→ **Teks yang Diberikan**:
Kata Pakar Epidemiologi

Terkait dengan keinginan daerah mengentikan PSBB dan menuju ke ero normal baru, Pakar Epidemiologi Universitas Indonesia, Syahrizal Syarif, saat dihubungi Liputan6.com, Rabu (10/6/2020) mengatakan, tidak ada pendekatan ajaib yang bisa memastikan tak ada gelombang kedua wabah Covid-19 saat daerah memutuskan mengakhiri PSBB dan masuk ke normal baru. 

"Ya tetap saja pendekatannya, yaitu wajib pakai masker dan jaga jarak, cuci tangan pakai sabun, disinfektan ruang publik, itu saja," katanya.

Jika mau lebih revolusioner sehingga dipastikan tidak ada gelombang kedua, atau paling tidak dapat mengurangi risiko lonjakan kasus positif gelombang kedua, tiap daerah perlu melakukan karantina wilayah paling berisiko dalam lingkup yang lebih kecil, yaitu lingkup RT.

→ **Data Tercatat**:
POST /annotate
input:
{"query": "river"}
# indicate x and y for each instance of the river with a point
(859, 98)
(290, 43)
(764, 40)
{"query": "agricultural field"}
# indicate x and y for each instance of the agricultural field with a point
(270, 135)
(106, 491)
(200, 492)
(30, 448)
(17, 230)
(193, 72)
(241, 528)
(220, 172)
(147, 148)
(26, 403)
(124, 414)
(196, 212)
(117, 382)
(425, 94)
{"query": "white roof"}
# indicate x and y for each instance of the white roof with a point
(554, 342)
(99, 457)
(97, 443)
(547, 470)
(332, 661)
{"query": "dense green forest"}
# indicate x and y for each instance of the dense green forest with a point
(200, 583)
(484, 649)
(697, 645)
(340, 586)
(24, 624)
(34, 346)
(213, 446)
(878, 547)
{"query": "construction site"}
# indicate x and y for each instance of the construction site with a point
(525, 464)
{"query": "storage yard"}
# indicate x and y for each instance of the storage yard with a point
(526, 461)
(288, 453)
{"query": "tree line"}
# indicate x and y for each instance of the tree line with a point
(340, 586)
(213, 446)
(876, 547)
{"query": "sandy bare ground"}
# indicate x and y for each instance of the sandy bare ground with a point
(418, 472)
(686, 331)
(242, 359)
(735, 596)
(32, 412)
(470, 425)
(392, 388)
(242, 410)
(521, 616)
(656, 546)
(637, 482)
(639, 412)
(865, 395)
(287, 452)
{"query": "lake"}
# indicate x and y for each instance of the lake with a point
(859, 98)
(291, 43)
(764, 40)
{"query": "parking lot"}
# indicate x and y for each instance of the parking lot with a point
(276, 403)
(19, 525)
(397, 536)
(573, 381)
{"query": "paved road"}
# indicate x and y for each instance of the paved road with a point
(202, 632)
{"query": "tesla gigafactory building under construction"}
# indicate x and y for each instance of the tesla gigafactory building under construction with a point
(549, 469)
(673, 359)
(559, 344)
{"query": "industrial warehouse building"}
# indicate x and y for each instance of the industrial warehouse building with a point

→ **Tugas A**:
Jawablah pertanyaan berikut berdasarkan teks tentang pendapat pakar epidemiologi soal berakhirnya PSBB.
(i) Syahrizal Syarif adalah pakar epidemiologi dari universitas mana?
(ii) Langkah apa saja yang disebutkan dalam kutipan ucapannya yang diawali "Ya tetap saja pendekatannya"?
(iii) Karantina wilayah paling berisiko perlu dilakukan dalam lingkup apa?
→ **Tugas B**: Teruskan teks tentang pendapat pakar epidemiologi soal berakhirnya PSBB, mulai setelah kalimat terakhirnya.

→ **Jawaban Tertulis A**:
(i) Universitas Indonesia.
(ii) Wajib pakai masker, jaga jarak, cuci tangan pakai sabun, dan disinfektan ruang publik.
(iii) Lingkup RT.

→ **Jawaban Tertulis B**:
"Selama 14 hari dijamin makannya, dicek suhu dan rapid test," katanya.

Syahrizal sendiri tidak bisa memprediksi apakah suatu daerah bisa melewati masa transisi dan masuk ke era normal baru atau malah menghadapi lonjakan kasus baru gelombang kedua.

Menurutnya, sepanjang ada pergerakan antar wilayah, kemungkinan akan ada kasus positif domestik. Kemudian kasus domestik bisa menjadi klaster pada kelompok risiko tinggi, seperti pasar, asrama, pesantren, dan rumah jompo. 

"Kalau penelusuran kontaknya tidak bagus, bisa bergeser ke transmisi lokal. Lalu bisa ada ledakan jumlah kasus," katanya.

Syahrizal hanya bisa mengimbau masyarakat untuk tetap waspada, karena dalam situasi ini apapun masih bisa terjadi. Mengingat daya dukung sistem kesehatan di Indonesia tidak sebaik Singapura, masyarakat perlu ekstra disiplin dalam menerapkan protokol kesehatan.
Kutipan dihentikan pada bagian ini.